▶ _Exercise requirements_
Count the lines in the records below that contain the string "flipper", treating uppercase and lowercase letters as distinct, and give only the number.
----- Provided records
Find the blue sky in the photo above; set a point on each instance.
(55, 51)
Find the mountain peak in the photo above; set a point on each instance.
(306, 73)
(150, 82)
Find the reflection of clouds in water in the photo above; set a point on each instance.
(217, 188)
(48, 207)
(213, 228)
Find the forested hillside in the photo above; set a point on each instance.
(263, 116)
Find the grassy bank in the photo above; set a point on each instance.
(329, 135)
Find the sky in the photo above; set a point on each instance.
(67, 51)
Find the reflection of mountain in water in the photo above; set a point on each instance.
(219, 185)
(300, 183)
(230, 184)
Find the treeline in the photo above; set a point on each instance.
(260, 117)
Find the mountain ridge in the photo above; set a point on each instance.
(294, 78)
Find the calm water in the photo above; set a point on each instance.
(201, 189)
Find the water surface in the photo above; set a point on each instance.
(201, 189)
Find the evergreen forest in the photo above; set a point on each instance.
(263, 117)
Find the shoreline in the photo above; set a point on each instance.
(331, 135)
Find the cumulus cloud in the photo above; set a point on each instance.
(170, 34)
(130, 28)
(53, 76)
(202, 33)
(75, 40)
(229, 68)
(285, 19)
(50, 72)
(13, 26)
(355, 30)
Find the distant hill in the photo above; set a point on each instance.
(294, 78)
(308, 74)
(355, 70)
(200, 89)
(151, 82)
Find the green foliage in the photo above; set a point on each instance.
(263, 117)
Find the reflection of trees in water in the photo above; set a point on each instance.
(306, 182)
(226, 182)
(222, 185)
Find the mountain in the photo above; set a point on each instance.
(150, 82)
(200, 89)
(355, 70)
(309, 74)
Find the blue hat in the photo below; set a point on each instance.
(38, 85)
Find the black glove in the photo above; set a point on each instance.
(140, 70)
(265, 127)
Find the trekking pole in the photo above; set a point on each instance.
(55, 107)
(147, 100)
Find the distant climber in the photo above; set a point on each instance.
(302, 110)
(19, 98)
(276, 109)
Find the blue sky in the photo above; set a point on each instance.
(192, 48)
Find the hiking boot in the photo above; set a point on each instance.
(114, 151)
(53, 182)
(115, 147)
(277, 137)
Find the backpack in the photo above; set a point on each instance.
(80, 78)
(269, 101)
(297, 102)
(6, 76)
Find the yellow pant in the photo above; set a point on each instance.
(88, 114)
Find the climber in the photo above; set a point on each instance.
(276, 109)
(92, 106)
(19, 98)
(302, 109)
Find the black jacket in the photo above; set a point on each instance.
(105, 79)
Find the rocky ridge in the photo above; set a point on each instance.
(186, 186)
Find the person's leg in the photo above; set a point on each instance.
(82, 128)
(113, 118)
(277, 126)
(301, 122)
----------
----- Provided records
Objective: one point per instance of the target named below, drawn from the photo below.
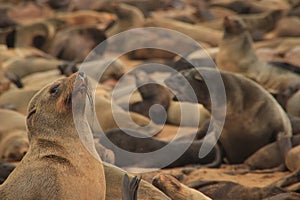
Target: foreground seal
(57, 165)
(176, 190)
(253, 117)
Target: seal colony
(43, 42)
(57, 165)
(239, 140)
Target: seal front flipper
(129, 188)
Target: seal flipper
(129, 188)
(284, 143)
----------
----- Provided records
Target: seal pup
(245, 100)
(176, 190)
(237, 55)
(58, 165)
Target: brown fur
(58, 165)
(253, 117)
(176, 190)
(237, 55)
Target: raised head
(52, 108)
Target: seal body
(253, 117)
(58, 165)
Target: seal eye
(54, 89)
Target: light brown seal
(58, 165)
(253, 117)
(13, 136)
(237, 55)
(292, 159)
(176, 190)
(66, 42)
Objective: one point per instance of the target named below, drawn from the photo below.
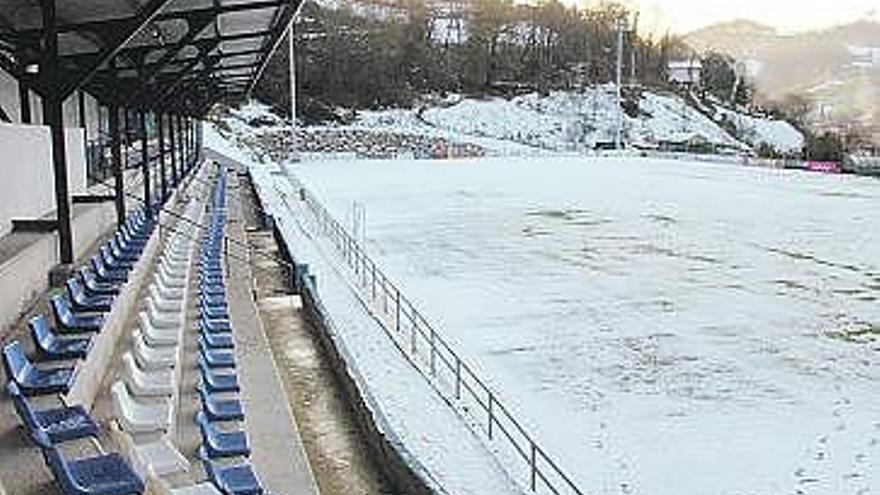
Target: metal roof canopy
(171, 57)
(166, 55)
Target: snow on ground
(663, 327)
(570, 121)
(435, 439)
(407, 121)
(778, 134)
----------
▶ _Worked solution_
2